■ Dataset entries:
==========

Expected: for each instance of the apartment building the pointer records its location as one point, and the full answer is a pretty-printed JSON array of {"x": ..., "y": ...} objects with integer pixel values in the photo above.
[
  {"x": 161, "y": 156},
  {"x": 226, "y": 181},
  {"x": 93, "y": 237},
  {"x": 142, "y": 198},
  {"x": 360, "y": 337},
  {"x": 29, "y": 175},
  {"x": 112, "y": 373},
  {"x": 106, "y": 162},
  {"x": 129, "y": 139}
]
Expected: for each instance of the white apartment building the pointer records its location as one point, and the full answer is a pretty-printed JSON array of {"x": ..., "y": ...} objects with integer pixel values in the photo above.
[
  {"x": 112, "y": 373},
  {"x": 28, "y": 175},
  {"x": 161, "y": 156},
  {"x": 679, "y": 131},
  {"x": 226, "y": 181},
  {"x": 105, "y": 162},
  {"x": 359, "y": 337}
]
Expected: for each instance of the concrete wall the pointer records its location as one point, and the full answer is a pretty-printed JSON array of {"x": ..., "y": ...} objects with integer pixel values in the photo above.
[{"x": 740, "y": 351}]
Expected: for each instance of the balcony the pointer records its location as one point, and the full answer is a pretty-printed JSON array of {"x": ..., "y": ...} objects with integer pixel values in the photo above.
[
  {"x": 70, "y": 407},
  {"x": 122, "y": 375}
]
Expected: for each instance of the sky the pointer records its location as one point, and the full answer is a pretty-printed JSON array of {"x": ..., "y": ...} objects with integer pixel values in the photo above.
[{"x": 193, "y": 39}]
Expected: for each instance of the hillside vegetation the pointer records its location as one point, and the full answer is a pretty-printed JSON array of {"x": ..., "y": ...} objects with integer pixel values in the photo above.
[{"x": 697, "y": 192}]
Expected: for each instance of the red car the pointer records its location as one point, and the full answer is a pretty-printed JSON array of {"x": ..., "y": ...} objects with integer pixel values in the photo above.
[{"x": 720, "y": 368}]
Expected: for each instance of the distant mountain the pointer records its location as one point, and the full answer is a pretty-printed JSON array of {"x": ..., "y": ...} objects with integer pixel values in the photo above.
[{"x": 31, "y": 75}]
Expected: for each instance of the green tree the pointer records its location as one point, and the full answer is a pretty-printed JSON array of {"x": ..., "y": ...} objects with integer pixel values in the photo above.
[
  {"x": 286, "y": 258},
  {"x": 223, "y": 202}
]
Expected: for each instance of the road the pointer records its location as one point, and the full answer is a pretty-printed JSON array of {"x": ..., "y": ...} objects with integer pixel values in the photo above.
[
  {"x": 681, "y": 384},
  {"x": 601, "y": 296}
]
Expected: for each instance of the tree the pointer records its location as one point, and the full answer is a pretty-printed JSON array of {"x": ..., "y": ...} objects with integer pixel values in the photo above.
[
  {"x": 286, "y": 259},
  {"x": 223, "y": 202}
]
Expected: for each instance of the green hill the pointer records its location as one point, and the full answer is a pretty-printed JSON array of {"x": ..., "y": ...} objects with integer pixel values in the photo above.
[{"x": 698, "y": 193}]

==========

■ WHAT NEEDS TO BE DONE:
Write all of the records out again exactly.

■ TASK SOLUTION:
Expected: for each instance of the apartment building the pointer records its location as one point, and the full answer is a pretty-printed JSON array of {"x": ..., "y": ...} objects with integer pixel values in the photo above.
[
  {"x": 161, "y": 156},
  {"x": 226, "y": 181},
  {"x": 93, "y": 237},
  {"x": 142, "y": 198},
  {"x": 360, "y": 337},
  {"x": 29, "y": 175},
  {"x": 112, "y": 373},
  {"x": 106, "y": 162},
  {"x": 129, "y": 139}
]
Expected: for each instance of the white apartment building the pointer records its location as one point, and the full answer is a pretty-printed JSON array of {"x": ..., "y": ...} objects with integer pixel values in the photo above.
[
  {"x": 112, "y": 373},
  {"x": 28, "y": 175},
  {"x": 161, "y": 156},
  {"x": 679, "y": 131},
  {"x": 226, "y": 181},
  {"x": 105, "y": 162},
  {"x": 359, "y": 337}
]
Expected: for each instance of the concrete wall the pointer records its location as one point, and the full answer is a pretty-printed JSON array of {"x": ..., "y": ...} objects with integer pixel values in the photo above.
[{"x": 740, "y": 351}]
Expected: for each instance of the balcony the pointer records its location as one point, and the full answer is a pretty-printed JSON array of {"x": ..., "y": ...} objects with integer pixel values in the photo above.
[
  {"x": 70, "y": 407},
  {"x": 122, "y": 375}
]
Expected: for each instance of the sky the pointer records its location as one point, and the full answer is a pretty-printed JSON array of {"x": ..., "y": ...} objects with integer pixel values in the photo above.
[{"x": 193, "y": 39}]
Expected: for each instance of the hillside vegetation the pointer records its location as one point, and the full answer is a pretty-printed JSON array of {"x": ..., "y": ...} objects with integer pixel values in the photo above.
[{"x": 697, "y": 192}]
Expected: for each instance of the red car the pointer records its location as one point, and the full answer is a pretty-printed JSON array of {"x": ..., "y": ...} objects with integer pixel values in the photo above.
[{"x": 720, "y": 368}]
Expected: for each instance of the distant mountain the pointer records its location as one point, and the full answer is a pretty-printed JSON array of {"x": ..., "y": ...} objects with integer pixel values in the photo above.
[{"x": 31, "y": 75}]
Expected: for each instance of the green tree the pointer records its location as one point, and the full answer is a pretty-printed JSON array of {"x": ..., "y": ...} objects with integer pixel values in the photo above.
[
  {"x": 286, "y": 258},
  {"x": 223, "y": 202}
]
Expected: for each instance of the road the pointer records its location as one point, and the full answer is a pretty-printed JSON array of {"x": ..., "y": ...} objects with integer pixel values in the photo above.
[
  {"x": 681, "y": 384},
  {"x": 601, "y": 296}
]
Expected: for each instance of the tree the pointer records its location as one point, and the full answer is a pretty-printed JSON array of {"x": ..., "y": ...} objects with integer pixel values in the photo above.
[
  {"x": 286, "y": 259},
  {"x": 223, "y": 202}
]
Expected: for each instance of the green hill the pointer records its location as one point, and the full answer is a pretty-printed JSON array of {"x": ..., "y": ...} objects with integer pixel values in the photo above.
[{"x": 698, "y": 193}]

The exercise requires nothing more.